## [Set task]
State how many of the lines below contain the string "panel", counting only matches in the same case. Give the number alone.

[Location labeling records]
--*--
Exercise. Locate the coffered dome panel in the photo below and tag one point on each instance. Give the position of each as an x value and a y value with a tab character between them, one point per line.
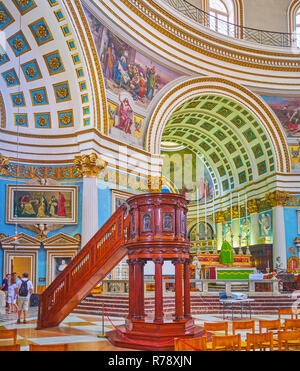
44	78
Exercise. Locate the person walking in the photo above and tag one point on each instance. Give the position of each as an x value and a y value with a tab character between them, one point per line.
5	283
24	290
11	296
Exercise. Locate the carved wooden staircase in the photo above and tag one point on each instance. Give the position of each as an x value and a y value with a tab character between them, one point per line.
90	266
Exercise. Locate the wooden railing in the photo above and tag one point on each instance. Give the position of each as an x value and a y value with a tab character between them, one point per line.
90	266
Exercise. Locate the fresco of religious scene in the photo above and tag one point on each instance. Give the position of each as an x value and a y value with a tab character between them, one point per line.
41	203
295	155
189	174
288	112
125	69
122	116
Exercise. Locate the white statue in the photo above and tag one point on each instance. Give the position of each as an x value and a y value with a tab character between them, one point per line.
245	229
2	302
228	233
265	222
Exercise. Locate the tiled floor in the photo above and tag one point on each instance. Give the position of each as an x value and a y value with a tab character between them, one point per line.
79	331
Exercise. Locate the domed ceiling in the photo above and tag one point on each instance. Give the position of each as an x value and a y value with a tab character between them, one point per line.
234	145
43	78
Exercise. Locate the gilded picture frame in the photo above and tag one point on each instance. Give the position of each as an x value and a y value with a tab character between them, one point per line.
41	204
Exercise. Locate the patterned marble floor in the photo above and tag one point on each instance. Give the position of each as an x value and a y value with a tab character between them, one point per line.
80	332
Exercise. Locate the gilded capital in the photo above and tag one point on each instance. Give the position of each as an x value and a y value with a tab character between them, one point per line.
89	166
220	216
253	206
277	198
235	211
4	165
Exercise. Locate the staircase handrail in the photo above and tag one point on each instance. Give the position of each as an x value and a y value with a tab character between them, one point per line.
102	245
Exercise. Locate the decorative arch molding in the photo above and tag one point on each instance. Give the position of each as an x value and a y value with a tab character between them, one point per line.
293	9
193	87
238	10
96	75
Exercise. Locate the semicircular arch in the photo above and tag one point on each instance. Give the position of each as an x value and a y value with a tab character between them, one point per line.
258	114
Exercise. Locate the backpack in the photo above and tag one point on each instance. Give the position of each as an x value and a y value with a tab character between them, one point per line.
23	291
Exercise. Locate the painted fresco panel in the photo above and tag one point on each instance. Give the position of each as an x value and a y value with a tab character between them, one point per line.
35	204
288	112
125	69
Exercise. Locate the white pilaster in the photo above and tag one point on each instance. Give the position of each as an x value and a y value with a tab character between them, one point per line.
89	209
279	241
254	229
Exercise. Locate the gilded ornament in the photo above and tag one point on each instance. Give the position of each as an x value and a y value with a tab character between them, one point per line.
66	119
18	100
21	120
220	216
23	3
19	44
154	184
89	165
54	63
10	78
39	97
277	198
42	121
3	16
62	92
4	165
31	71
253	206
41	31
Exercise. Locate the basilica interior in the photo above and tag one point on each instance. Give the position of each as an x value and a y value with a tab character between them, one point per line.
150	173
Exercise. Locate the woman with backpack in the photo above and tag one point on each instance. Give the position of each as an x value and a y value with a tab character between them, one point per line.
24	290
11	296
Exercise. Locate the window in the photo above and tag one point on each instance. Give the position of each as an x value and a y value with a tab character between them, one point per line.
294	22
298	28
225	15
219	16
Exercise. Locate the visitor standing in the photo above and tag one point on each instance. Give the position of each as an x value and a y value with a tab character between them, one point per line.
24	290
5	284
11	296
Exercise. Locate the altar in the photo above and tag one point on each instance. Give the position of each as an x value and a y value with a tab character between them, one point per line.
211	268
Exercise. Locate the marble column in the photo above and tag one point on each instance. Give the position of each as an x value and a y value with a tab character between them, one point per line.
159	315
89	167
131	286
89	209
253	209
187	289
178	289
277	201
220	219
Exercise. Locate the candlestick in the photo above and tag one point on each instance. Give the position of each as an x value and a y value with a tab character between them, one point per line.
198	221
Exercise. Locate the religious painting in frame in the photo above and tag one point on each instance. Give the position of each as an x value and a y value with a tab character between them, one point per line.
118	198
41	204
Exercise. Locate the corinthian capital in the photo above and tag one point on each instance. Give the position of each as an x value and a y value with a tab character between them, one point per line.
277	198
254	206
89	166
220	216
4	165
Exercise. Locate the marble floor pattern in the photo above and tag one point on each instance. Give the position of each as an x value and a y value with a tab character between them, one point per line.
81	332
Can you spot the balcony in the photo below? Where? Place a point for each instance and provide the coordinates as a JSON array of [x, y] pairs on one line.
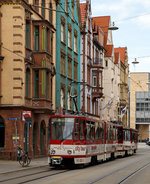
[[97, 92]]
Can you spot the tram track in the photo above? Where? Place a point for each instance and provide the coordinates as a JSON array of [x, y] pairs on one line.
[[121, 169], [33, 176]]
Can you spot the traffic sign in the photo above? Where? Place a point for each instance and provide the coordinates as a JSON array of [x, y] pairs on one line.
[[26, 114]]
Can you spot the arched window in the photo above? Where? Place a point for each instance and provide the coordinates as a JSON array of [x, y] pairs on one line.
[[2, 133]]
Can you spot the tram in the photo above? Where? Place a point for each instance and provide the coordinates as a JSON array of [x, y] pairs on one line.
[[80, 140]]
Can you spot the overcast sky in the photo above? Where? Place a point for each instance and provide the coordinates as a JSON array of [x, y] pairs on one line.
[[133, 19]]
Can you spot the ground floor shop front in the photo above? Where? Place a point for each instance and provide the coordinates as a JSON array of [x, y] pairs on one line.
[[17, 130], [143, 131]]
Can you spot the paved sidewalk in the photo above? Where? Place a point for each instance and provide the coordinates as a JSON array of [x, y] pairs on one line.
[[7, 166]]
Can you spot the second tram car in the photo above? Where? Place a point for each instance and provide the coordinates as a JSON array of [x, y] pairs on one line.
[[80, 140]]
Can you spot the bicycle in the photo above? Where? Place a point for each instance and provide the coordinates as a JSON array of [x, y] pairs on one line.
[[24, 160]]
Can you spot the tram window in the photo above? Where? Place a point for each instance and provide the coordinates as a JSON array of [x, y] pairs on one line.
[[82, 126], [76, 131], [62, 128], [88, 125]]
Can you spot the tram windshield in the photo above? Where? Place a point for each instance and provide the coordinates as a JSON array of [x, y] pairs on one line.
[[62, 128]]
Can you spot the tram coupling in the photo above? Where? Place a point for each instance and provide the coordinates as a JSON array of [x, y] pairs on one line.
[[56, 161]]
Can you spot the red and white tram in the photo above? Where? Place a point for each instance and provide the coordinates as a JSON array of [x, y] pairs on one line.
[[77, 139]]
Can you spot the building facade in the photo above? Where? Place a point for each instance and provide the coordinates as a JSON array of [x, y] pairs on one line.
[[92, 54], [67, 54], [123, 85], [109, 105], [27, 75], [140, 104]]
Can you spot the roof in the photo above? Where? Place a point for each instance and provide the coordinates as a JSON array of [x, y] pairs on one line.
[[83, 12], [103, 23], [122, 51]]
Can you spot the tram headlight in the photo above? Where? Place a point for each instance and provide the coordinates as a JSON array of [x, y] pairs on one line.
[[53, 152], [69, 152]]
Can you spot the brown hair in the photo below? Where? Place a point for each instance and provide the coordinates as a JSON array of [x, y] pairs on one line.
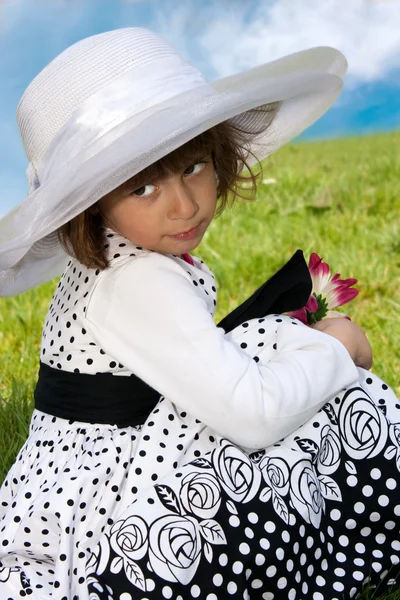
[[83, 237]]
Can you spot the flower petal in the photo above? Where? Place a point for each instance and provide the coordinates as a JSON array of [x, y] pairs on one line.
[[319, 271], [335, 314], [312, 304]]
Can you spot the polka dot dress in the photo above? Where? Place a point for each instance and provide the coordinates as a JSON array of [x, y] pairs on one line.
[[170, 509]]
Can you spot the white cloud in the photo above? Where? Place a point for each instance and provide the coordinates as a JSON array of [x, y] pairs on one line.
[[236, 38]]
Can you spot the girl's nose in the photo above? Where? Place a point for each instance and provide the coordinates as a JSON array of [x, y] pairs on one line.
[[183, 204]]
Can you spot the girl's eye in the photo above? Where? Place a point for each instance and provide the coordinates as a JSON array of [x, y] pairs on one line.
[[140, 192], [202, 163]]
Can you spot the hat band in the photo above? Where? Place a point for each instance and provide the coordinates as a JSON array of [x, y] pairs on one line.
[[128, 97]]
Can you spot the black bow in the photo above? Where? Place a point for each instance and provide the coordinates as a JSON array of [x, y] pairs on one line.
[[289, 289]]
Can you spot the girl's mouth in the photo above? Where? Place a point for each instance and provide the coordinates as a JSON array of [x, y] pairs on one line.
[[187, 235]]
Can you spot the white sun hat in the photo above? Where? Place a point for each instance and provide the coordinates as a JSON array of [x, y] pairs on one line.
[[114, 103]]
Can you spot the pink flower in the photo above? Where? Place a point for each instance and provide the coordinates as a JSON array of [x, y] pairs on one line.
[[328, 292]]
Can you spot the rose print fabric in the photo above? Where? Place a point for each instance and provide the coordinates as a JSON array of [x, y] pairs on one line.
[[172, 509]]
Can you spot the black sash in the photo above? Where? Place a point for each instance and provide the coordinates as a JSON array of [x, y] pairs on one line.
[[127, 400]]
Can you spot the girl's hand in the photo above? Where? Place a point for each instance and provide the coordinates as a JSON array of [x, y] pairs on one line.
[[351, 336]]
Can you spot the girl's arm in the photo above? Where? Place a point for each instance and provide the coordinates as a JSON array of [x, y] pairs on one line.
[[148, 316]]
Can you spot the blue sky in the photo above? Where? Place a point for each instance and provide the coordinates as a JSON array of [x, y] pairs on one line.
[[219, 37]]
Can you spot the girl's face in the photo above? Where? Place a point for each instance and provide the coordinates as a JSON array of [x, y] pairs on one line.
[[169, 215]]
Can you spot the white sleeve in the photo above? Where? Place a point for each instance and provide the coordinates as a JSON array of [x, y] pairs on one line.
[[148, 316]]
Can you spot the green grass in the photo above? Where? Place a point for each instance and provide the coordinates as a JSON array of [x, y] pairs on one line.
[[338, 198]]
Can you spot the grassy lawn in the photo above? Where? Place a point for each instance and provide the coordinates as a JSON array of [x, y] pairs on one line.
[[338, 198]]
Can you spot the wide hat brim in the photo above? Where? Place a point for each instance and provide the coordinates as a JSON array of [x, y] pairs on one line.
[[306, 84]]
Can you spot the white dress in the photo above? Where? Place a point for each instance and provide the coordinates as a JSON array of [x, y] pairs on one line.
[[268, 469]]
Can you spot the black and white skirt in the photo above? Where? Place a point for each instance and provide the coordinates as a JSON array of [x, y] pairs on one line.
[[171, 509]]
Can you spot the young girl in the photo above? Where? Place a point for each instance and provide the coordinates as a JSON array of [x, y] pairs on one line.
[[169, 457]]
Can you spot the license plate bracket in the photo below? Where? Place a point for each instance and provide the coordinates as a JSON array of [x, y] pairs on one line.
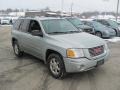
--*--
## [Exercise answer]
2